## [DIRECTIONS FOR THIS TASK]
Each record is to be printed again precisely as it reads.

## [MATERIAL SHOWN]
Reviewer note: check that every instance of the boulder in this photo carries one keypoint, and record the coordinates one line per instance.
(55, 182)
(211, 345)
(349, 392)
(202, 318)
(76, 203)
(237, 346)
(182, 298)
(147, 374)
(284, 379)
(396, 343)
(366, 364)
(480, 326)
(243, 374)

## [RESPONSE TO THIS TASK]
Reviewer note: check that every instance of the boulder in this photo carries one keypoint, and record the coordinates one line per instance.
(55, 182)
(211, 345)
(349, 392)
(202, 318)
(76, 203)
(237, 346)
(182, 298)
(147, 374)
(284, 379)
(396, 343)
(366, 364)
(480, 326)
(243, 374)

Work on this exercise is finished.